Point labeling dataset excerpts:
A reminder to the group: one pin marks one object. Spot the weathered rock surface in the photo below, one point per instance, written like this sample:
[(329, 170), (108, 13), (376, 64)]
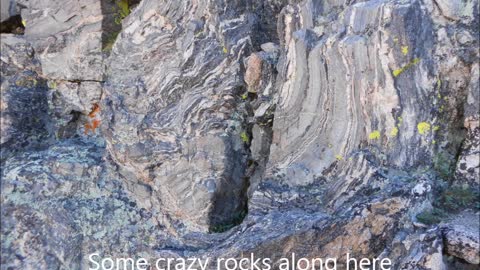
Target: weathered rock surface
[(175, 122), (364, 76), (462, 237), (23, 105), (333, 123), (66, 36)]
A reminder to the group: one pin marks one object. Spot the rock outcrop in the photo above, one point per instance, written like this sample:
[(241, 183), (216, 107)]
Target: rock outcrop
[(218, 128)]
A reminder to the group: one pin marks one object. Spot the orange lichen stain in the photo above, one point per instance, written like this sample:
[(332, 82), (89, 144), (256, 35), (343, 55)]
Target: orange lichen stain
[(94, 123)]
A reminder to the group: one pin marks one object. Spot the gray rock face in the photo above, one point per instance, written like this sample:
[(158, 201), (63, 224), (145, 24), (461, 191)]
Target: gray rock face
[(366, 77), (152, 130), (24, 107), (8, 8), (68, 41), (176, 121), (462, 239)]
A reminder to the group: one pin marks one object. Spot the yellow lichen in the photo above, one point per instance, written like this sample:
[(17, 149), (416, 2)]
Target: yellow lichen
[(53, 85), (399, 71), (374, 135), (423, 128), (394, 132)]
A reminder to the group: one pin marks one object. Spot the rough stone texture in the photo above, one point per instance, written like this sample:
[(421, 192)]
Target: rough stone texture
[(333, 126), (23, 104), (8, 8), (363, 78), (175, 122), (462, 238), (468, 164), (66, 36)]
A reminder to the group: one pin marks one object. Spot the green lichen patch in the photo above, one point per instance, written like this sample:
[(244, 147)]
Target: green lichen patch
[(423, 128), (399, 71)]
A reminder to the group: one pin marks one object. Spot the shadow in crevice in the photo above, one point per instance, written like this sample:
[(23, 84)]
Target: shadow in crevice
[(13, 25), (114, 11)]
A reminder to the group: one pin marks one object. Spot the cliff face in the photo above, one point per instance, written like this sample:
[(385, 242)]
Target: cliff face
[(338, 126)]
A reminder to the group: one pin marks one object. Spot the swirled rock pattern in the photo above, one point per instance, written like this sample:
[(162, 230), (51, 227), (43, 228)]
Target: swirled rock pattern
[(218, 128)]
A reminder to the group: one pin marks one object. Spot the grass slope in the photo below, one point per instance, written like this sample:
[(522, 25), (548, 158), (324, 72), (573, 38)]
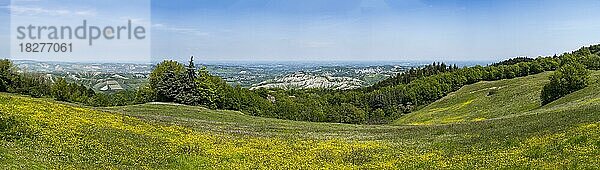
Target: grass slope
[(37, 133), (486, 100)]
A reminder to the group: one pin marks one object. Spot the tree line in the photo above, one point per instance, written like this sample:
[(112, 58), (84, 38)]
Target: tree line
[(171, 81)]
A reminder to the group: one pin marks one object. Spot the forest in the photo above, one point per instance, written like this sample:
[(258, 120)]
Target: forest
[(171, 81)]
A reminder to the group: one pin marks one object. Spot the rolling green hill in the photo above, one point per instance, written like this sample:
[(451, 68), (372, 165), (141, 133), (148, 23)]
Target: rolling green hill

==

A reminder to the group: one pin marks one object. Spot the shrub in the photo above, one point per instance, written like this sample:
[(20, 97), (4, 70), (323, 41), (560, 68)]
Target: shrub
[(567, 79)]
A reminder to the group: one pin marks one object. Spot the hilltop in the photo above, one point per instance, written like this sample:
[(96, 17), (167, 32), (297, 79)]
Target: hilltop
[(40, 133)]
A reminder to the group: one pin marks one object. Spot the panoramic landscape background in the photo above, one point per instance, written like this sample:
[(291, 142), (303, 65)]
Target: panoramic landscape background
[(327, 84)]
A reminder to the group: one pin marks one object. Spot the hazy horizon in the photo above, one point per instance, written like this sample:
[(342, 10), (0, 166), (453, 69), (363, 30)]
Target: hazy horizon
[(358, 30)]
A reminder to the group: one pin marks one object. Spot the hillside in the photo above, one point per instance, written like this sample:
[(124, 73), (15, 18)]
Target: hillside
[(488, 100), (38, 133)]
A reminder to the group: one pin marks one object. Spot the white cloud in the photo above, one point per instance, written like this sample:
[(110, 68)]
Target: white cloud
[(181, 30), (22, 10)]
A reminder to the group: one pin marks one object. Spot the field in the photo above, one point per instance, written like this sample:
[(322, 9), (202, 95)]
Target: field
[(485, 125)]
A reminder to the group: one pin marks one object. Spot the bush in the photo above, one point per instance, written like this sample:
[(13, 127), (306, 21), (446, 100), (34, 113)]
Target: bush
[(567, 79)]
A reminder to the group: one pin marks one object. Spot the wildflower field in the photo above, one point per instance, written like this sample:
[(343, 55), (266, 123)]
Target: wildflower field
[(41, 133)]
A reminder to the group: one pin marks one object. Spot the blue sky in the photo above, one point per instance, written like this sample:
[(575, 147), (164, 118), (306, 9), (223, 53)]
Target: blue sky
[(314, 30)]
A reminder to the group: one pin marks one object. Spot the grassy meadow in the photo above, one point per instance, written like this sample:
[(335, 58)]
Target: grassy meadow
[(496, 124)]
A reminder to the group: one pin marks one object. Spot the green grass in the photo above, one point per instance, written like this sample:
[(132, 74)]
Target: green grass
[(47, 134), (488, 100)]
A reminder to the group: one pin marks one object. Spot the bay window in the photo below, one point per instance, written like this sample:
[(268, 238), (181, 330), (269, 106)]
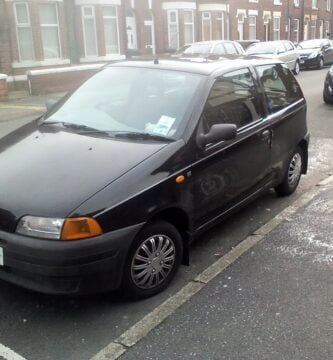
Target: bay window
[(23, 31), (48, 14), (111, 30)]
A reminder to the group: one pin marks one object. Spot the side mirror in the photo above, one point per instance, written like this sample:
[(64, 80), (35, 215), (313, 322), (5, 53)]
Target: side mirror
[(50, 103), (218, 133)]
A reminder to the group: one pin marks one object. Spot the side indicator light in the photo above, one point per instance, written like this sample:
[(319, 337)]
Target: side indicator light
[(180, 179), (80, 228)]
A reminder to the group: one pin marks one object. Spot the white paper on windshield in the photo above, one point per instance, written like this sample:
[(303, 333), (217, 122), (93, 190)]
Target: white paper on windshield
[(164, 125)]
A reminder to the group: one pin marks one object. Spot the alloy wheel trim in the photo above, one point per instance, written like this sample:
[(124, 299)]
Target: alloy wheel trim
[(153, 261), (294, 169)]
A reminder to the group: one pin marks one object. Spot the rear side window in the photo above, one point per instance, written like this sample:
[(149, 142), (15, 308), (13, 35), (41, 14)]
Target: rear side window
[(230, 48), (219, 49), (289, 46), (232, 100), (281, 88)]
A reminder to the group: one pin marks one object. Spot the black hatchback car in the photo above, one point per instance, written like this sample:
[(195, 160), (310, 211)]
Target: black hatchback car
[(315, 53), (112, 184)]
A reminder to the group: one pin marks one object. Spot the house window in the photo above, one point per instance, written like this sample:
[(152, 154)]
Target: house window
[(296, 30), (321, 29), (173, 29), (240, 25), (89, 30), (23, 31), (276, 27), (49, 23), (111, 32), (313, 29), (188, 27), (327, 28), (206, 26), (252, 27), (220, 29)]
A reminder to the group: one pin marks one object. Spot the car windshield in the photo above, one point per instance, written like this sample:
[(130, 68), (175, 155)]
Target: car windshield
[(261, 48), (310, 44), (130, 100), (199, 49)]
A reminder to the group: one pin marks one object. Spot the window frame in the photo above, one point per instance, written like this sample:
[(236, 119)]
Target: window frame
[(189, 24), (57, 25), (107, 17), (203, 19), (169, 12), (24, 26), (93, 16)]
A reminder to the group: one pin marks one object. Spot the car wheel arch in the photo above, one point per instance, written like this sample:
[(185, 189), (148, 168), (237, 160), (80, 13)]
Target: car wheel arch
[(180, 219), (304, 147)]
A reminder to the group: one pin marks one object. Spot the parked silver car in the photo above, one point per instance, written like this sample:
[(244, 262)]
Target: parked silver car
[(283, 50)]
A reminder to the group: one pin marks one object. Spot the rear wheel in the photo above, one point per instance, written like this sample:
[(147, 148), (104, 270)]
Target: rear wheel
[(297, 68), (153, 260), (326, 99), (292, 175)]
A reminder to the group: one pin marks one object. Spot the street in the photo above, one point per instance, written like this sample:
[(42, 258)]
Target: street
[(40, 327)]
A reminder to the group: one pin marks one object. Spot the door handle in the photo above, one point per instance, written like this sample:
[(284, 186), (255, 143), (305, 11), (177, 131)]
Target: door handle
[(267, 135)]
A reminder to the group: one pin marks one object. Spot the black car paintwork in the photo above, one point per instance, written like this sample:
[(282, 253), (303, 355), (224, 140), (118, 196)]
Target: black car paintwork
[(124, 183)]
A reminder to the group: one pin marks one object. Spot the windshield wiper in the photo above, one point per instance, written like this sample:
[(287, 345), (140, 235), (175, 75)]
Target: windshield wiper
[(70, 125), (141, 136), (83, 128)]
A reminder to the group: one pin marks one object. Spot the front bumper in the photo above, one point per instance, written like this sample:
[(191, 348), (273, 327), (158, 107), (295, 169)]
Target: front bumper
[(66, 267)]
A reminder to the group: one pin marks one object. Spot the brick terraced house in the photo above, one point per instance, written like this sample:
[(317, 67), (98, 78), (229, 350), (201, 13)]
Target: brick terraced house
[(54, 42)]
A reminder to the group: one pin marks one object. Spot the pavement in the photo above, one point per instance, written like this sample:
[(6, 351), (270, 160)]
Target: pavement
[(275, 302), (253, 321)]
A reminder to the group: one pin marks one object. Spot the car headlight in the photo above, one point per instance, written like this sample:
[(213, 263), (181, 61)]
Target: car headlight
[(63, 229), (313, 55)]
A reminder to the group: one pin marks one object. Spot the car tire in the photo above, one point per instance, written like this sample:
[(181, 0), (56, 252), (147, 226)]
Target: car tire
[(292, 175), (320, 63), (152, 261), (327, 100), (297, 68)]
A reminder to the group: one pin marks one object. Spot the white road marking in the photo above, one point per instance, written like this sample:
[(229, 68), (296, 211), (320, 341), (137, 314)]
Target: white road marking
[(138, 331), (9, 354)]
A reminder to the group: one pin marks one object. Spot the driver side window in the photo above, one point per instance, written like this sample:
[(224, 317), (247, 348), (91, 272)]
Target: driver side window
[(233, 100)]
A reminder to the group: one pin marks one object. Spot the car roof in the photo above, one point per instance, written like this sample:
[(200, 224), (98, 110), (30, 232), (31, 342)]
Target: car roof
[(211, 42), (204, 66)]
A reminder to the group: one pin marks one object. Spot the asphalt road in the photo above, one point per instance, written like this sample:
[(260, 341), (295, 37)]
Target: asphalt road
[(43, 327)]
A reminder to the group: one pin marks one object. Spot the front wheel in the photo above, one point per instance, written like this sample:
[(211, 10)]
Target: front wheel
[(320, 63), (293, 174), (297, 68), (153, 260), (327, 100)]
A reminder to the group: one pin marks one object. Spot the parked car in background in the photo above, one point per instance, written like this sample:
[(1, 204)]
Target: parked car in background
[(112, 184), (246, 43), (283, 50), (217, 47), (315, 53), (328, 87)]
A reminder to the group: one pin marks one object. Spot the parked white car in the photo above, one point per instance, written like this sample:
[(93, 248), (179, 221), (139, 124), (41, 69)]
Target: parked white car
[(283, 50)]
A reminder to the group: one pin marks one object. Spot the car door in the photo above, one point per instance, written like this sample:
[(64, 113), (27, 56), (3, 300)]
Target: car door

* [GOAL]:
Please identify every line in the entries above that contains the word "white", and copy each one in full. Case counts.

* [SOLUTION TO THE PROBLEM]:
A reminder to the group: one pin marks one object. Spot the white cloud in the photo above, one point per instance, written like this sample:
Target: white cloud
A reminder to the group: one pin marks one object. Spot the white paper on windshield in the photo above, one point per instance, written like this sample:
Target: white paper on windshield
A reminder to the group: one pin marks one object. Spot the white road marking in the photo above, one point per instance, written like this sample:
Target: white road marking
A reminder to the group: one pin marks one object. Spot the parked white car in the photo above, one point per instance, written like this sample:
Target: parked white car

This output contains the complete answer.